━━ RECORDS PROVIDED
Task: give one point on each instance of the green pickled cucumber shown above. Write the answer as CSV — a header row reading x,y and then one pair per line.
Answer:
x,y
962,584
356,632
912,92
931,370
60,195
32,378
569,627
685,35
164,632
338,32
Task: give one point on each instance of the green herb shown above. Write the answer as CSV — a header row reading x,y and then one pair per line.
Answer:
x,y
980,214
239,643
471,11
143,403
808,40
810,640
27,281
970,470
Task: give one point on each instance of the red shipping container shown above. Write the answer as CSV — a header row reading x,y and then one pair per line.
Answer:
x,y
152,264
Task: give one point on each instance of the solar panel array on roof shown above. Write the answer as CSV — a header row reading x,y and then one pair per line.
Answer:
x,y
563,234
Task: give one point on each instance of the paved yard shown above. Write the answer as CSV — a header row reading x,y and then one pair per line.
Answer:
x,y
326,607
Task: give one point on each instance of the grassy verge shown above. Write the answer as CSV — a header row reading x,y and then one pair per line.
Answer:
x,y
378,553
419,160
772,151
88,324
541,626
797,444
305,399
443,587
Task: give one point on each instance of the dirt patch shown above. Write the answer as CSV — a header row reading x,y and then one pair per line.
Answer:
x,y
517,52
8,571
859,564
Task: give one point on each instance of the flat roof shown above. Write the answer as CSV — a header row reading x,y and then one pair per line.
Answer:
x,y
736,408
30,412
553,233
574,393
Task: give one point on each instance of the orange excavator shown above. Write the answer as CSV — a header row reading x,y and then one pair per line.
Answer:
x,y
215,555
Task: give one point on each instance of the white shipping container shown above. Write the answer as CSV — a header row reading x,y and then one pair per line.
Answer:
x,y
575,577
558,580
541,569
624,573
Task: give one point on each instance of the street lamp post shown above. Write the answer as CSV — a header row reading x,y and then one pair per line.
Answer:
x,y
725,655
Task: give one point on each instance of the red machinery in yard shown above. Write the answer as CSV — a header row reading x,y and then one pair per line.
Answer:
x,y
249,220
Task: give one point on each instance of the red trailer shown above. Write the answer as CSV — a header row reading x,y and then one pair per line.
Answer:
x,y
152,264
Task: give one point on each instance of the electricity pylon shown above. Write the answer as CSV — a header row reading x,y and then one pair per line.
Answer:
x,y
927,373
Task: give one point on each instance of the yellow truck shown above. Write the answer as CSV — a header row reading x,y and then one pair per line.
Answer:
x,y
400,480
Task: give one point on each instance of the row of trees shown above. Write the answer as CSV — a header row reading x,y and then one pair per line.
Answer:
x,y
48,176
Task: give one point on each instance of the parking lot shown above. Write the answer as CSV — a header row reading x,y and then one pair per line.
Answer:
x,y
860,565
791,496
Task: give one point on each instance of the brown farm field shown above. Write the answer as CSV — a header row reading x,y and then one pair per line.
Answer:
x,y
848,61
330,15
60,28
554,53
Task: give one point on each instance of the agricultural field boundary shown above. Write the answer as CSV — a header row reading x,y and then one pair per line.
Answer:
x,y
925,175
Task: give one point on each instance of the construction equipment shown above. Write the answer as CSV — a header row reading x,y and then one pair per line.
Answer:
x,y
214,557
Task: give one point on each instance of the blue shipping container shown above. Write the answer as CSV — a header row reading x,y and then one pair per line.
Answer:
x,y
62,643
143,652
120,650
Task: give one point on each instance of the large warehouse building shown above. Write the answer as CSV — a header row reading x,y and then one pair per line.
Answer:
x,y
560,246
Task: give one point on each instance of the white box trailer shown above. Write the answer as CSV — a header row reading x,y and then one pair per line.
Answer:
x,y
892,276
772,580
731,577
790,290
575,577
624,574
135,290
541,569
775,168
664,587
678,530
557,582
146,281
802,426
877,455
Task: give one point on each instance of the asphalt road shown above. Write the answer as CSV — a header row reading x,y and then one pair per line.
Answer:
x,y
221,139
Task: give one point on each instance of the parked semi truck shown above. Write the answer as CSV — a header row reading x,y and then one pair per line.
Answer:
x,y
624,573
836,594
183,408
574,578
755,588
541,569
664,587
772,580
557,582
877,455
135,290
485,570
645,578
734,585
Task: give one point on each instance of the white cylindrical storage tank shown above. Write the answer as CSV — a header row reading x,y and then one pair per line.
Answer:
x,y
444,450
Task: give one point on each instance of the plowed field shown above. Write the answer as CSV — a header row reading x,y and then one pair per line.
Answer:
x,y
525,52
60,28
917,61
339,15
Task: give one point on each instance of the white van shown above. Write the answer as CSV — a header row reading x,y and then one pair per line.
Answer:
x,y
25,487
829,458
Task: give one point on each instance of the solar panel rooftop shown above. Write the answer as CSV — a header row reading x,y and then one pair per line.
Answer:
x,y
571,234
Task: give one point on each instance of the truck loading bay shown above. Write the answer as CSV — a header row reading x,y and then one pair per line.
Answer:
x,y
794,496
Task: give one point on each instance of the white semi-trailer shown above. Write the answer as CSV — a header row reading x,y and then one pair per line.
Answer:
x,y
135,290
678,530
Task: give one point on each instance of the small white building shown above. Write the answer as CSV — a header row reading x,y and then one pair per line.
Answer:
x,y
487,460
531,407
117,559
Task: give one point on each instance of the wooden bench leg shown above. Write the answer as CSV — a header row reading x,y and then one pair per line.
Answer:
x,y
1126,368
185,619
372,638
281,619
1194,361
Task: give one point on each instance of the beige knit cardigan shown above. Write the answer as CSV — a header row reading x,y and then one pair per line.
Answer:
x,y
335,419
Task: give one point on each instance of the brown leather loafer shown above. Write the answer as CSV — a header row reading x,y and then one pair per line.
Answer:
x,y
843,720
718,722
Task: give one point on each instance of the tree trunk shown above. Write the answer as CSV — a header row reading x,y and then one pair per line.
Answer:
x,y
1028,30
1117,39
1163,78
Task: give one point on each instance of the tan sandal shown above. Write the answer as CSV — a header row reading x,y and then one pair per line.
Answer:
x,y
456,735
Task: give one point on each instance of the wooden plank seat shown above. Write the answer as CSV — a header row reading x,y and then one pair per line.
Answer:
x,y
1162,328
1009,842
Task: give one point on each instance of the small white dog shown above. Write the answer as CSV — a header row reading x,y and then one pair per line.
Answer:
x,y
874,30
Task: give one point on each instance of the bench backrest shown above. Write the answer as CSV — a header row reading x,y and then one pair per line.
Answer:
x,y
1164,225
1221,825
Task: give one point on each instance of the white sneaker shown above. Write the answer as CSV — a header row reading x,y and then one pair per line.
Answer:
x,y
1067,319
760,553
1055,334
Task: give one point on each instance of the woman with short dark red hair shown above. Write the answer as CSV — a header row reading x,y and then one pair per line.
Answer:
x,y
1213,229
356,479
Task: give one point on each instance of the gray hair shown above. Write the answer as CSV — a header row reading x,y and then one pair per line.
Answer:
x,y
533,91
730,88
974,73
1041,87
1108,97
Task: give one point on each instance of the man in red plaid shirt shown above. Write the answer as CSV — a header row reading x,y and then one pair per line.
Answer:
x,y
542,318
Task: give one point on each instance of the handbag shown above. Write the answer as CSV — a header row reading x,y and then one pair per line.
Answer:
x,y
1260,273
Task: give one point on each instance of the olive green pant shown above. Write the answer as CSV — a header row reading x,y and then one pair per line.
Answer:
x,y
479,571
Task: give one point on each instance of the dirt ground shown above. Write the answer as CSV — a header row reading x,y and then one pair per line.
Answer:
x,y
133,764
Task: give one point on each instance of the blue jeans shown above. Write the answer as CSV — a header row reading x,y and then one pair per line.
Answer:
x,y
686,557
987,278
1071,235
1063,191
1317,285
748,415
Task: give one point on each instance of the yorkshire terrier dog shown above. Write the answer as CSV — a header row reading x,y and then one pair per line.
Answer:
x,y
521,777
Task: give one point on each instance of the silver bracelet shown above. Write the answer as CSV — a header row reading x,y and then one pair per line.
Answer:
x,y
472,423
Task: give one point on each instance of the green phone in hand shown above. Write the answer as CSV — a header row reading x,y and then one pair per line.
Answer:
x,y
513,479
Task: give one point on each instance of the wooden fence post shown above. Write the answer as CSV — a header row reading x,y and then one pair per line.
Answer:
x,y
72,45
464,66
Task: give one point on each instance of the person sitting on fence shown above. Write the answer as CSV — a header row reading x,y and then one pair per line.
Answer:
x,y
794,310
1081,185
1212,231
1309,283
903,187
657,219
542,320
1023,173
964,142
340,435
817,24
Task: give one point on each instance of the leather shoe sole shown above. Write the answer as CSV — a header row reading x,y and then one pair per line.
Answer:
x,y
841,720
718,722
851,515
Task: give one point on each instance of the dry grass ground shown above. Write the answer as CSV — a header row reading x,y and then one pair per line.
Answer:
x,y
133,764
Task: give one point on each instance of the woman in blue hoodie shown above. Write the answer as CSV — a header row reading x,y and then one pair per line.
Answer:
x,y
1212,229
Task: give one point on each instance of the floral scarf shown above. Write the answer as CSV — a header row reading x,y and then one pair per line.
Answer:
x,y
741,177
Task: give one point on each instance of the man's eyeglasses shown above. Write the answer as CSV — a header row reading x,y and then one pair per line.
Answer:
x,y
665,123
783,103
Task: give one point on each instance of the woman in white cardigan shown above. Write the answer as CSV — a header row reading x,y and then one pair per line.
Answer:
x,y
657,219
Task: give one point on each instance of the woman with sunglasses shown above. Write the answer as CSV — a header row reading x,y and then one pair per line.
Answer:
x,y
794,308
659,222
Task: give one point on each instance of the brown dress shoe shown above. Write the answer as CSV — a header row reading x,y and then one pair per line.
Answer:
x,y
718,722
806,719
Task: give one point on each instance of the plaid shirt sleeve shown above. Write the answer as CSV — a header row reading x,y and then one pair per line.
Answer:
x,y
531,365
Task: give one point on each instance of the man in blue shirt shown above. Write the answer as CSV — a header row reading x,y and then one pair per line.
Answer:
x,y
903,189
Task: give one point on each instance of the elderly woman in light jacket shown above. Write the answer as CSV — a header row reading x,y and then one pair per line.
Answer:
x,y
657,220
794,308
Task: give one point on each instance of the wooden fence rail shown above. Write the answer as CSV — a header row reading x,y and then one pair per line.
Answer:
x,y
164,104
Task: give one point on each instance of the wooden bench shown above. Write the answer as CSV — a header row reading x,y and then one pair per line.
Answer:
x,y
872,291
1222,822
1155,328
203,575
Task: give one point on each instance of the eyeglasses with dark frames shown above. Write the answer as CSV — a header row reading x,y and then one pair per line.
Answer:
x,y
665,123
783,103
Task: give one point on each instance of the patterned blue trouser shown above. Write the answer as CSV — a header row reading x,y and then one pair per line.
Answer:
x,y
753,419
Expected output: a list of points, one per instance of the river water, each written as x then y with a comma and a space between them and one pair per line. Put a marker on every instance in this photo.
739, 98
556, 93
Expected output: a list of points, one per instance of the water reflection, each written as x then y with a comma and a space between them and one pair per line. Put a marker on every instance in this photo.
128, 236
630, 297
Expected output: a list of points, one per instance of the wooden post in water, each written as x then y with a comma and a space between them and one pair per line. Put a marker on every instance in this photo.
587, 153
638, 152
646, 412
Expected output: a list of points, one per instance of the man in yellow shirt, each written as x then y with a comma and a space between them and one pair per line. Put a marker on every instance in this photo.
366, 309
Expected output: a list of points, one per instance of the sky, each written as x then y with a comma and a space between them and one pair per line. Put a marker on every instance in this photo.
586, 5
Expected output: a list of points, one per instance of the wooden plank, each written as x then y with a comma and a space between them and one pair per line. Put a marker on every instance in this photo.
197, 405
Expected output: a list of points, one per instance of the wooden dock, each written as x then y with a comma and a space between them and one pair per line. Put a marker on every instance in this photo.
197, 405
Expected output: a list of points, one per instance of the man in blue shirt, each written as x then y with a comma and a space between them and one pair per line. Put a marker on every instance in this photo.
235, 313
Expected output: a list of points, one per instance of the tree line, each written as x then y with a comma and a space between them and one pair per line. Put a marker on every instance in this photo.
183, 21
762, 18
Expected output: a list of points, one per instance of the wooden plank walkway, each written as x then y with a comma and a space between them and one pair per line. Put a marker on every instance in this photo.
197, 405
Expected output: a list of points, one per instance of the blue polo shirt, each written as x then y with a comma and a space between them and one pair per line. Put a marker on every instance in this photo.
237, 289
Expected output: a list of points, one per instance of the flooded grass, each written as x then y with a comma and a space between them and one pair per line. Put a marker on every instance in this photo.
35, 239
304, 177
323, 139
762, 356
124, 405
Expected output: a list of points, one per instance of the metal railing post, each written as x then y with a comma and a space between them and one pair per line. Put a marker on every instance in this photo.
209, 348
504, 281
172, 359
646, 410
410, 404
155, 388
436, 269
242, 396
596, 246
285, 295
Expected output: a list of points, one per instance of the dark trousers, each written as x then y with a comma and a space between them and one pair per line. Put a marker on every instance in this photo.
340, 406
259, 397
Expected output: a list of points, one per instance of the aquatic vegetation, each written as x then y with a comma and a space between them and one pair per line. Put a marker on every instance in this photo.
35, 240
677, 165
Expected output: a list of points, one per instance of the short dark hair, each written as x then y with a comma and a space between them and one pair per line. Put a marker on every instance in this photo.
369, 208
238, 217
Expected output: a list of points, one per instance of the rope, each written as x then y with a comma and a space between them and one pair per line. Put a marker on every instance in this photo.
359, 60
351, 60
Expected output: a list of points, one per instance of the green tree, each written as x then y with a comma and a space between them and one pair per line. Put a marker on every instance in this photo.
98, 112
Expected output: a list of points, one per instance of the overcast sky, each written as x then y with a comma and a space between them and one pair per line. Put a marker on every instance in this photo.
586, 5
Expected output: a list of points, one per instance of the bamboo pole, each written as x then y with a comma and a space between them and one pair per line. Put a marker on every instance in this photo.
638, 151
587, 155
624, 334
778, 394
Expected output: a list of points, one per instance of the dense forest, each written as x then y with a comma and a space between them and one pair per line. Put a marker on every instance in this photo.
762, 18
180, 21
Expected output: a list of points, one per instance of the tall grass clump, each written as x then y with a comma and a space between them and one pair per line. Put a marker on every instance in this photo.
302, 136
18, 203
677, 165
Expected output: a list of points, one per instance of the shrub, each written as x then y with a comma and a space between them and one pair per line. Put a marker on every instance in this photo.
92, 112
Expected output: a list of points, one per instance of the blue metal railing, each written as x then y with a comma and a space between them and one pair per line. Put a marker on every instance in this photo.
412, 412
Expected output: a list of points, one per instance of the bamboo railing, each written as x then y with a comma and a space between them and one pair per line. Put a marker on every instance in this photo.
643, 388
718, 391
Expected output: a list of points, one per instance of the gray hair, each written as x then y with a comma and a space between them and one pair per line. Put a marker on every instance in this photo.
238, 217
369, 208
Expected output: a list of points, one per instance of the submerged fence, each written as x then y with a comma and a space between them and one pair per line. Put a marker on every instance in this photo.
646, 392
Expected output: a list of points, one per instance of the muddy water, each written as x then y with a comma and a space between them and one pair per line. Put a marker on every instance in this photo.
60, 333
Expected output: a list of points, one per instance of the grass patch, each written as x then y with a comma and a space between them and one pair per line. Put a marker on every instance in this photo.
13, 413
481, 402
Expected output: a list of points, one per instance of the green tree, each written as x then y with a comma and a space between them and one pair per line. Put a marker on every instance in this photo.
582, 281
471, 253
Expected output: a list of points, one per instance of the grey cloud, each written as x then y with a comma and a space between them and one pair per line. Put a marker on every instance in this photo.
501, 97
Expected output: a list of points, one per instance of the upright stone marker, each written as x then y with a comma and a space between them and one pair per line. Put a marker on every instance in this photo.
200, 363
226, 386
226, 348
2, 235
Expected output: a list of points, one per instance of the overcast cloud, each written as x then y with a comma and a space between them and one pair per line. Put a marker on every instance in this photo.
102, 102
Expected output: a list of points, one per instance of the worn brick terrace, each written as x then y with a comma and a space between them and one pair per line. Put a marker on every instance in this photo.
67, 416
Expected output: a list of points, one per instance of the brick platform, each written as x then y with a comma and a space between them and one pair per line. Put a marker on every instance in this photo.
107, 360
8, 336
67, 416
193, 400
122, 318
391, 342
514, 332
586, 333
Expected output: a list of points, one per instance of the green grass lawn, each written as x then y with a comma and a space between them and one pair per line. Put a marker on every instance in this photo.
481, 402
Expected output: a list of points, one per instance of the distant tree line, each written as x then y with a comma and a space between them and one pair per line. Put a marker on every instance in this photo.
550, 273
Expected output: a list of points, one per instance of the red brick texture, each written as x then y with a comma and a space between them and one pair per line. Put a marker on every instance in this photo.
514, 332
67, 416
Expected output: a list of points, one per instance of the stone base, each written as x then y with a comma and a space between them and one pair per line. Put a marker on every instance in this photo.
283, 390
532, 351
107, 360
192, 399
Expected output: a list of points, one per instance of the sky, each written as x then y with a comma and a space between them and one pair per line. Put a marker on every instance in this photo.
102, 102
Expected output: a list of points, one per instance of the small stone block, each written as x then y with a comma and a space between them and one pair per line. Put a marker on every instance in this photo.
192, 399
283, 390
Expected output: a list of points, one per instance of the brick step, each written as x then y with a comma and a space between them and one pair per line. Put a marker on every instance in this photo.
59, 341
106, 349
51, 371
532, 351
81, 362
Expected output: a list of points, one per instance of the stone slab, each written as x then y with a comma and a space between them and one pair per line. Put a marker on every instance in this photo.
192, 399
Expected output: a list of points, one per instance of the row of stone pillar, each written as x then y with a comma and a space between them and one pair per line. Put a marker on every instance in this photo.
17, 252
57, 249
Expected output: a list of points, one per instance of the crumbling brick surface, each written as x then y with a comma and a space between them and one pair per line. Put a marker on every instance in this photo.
━━━━
**WHAT TO WORK ON:**
Look through the entries above. Extract each line with the word "eyeglasses".

**ANSWER TO THIS PROBLEM:**
Task: give one point on each instance of the man's eyeglasses shown above. Write the answer as CSV — a header row reading x,y and then one pair per line.
Task: give one point on each instance of the eyeglasses with dark frames shown above. Write the answer as CSV — a header row reading x,y and then one pair per line.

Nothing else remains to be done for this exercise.